### Instructions to follow
Please collect every line in the records below that contains the word "block", copying each one in full.
+ + +
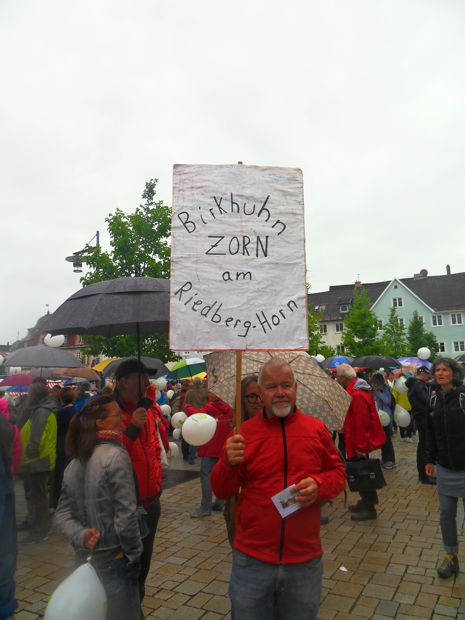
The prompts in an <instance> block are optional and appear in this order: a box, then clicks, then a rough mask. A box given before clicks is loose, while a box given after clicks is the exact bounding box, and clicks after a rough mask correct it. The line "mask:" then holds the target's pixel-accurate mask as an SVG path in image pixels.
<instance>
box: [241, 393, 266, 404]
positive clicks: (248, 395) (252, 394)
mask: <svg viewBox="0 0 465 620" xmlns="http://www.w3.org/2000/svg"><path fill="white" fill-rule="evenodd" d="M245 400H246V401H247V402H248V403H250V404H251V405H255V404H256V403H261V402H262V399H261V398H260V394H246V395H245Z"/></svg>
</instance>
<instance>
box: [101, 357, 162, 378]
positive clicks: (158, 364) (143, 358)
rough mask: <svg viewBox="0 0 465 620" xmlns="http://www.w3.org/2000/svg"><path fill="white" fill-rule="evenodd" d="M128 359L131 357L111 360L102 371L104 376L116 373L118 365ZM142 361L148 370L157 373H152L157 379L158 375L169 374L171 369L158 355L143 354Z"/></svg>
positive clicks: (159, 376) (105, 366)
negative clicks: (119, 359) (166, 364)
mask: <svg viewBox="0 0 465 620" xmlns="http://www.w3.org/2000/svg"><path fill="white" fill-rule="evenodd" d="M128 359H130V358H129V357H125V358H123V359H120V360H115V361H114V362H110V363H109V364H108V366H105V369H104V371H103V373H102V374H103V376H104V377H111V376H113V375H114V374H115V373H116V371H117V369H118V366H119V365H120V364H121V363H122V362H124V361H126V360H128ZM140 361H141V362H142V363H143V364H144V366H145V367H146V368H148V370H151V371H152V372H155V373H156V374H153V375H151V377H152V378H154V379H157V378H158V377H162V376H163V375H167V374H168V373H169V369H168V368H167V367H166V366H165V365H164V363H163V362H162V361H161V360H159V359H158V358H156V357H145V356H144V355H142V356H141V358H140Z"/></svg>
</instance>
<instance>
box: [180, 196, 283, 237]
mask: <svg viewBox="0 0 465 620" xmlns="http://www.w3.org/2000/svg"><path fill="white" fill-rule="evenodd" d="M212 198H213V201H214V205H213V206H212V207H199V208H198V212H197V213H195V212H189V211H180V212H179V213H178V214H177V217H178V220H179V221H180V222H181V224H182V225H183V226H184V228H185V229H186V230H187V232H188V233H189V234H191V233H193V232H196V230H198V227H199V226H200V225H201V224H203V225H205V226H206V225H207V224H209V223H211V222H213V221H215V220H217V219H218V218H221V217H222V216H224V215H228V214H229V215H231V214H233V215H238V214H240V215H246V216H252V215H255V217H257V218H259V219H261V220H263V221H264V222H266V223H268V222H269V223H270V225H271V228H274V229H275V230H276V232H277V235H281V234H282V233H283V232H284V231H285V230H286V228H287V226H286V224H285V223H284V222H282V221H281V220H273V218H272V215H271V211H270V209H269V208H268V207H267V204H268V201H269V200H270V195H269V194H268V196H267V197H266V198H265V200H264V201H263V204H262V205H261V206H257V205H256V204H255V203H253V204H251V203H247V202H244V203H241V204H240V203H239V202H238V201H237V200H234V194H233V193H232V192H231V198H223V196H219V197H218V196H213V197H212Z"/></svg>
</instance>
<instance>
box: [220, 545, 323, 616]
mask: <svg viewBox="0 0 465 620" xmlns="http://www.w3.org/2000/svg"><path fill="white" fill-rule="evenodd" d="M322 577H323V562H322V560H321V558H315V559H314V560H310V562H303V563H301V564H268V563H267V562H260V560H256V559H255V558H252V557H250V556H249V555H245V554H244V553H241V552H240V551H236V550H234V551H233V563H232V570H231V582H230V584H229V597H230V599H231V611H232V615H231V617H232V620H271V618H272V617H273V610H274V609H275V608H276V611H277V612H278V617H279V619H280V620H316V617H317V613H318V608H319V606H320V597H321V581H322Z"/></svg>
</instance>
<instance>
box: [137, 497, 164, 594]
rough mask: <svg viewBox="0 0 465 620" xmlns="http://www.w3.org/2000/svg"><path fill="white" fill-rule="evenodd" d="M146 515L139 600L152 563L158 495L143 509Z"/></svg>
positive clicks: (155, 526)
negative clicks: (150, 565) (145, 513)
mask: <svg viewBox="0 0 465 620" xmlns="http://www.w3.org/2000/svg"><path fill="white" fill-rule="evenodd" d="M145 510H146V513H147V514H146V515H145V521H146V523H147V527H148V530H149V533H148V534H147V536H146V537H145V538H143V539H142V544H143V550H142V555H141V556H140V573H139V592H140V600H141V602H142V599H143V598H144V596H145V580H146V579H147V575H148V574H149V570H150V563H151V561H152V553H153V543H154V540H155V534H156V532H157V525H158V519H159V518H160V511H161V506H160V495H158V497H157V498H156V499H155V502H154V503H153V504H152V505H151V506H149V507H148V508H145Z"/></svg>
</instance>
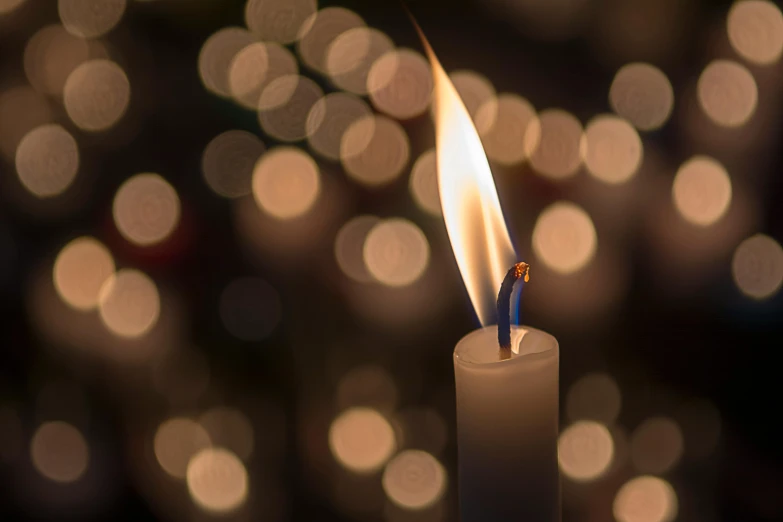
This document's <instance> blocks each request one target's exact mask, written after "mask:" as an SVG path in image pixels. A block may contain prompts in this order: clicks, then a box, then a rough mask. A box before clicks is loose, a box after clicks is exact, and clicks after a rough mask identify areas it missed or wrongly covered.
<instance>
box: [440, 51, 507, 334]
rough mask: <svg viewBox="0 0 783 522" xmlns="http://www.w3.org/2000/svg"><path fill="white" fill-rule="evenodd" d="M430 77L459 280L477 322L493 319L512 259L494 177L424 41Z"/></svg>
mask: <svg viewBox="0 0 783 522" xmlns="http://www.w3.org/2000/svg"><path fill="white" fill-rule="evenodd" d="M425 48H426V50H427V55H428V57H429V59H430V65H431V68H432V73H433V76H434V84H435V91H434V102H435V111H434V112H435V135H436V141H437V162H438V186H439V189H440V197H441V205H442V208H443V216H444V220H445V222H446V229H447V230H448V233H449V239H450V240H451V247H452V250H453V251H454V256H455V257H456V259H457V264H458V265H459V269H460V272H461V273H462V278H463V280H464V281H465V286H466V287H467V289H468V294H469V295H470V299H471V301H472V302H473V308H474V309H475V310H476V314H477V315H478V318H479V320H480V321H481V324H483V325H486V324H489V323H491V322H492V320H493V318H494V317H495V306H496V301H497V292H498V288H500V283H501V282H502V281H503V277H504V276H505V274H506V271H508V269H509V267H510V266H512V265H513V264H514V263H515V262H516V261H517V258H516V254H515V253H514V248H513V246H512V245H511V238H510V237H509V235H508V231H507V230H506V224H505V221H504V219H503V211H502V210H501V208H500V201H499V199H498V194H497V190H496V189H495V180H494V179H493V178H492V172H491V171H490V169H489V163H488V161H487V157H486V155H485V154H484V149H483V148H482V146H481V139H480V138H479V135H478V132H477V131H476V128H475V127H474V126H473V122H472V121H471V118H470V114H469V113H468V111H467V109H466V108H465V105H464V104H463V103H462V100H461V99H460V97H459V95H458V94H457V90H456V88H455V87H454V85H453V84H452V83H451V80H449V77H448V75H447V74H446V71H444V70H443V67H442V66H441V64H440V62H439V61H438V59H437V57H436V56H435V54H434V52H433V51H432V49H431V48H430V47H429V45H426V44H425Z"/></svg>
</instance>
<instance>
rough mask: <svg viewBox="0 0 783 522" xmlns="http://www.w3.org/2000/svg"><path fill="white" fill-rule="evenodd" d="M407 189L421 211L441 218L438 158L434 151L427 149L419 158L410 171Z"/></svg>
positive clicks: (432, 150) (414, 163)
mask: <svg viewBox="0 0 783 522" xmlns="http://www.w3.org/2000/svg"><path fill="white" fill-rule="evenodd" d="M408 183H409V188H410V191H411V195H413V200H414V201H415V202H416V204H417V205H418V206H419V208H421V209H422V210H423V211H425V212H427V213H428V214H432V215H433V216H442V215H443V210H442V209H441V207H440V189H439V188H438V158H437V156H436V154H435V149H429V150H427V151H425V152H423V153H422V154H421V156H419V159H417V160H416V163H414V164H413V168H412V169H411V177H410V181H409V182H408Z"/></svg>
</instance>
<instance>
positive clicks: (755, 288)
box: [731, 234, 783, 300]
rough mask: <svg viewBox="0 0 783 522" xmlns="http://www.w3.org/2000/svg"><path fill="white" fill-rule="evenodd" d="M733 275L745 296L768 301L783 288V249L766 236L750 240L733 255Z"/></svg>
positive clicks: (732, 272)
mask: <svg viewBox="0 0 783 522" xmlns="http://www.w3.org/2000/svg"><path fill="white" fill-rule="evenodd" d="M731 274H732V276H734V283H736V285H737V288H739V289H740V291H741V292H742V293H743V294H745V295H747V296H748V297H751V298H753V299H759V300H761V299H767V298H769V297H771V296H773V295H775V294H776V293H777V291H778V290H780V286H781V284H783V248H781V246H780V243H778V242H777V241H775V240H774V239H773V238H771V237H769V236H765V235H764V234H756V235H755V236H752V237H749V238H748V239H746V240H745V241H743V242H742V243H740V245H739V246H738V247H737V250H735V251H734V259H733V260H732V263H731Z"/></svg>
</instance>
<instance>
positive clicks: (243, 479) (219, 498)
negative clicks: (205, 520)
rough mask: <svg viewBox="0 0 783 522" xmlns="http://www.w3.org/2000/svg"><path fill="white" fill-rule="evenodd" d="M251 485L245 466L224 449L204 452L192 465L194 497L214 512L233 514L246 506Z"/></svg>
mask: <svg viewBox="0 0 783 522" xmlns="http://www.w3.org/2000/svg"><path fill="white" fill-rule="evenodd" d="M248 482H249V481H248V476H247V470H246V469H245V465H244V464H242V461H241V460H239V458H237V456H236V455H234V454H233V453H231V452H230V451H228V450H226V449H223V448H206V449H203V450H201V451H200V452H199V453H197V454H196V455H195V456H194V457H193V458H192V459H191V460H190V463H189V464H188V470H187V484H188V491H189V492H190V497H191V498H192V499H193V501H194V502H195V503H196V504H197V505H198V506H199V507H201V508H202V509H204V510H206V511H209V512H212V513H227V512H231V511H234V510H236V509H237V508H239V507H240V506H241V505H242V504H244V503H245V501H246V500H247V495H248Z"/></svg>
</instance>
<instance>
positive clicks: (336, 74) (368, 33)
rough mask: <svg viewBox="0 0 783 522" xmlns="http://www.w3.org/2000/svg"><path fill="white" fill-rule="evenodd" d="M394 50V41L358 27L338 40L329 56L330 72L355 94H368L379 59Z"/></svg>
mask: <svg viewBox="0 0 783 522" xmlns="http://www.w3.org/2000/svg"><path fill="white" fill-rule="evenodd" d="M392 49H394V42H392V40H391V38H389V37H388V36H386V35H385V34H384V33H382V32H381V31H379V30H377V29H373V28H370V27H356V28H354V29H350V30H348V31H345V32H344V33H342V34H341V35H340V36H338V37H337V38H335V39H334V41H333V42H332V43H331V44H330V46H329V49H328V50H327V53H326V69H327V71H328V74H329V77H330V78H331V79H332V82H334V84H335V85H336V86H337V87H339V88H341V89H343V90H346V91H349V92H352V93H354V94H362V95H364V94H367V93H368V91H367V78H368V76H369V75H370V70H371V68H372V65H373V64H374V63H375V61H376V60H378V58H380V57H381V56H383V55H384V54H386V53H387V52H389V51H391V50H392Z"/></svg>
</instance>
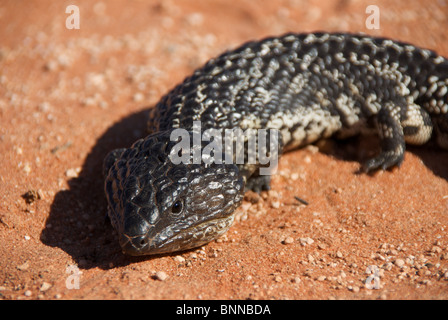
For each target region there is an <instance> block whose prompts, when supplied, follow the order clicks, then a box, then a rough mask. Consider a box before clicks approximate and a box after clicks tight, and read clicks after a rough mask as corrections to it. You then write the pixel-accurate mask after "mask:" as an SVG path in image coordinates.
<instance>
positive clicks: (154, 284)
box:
+ + +
### Reply to the exercise
The prompts in an <instance> block are optional and appear in this order: a box, then clicks, then a rough mask. A box given before clicks is loose, while a box given after clicks is the exact bounding box, and clicks after a rough mask correct it. The line "mask:" then holds the target's pixel-accurate mask as an SVG path in image pixels.
This document's <instance> blocks each request one target's exact mask, written after "mask:" as an SVG path in image pixels. A block may contain prompts in this order: clicks, then a box, then a rough mask. A box before clicks is loose, a box after clicks is exact, and clicks after a rough mask identify areas it missed or wrongly covered.
For each target region there is an <instance> block whose prompts, when supplied, follow the order clicks, then a box, then a rough mask. Consider a box before clicks approximate and a box after clicks tight, and read clicks after a rough mask as corrections to it. You then write the pixel-accurate mask after "mask:" as an SVG path in image coordinates.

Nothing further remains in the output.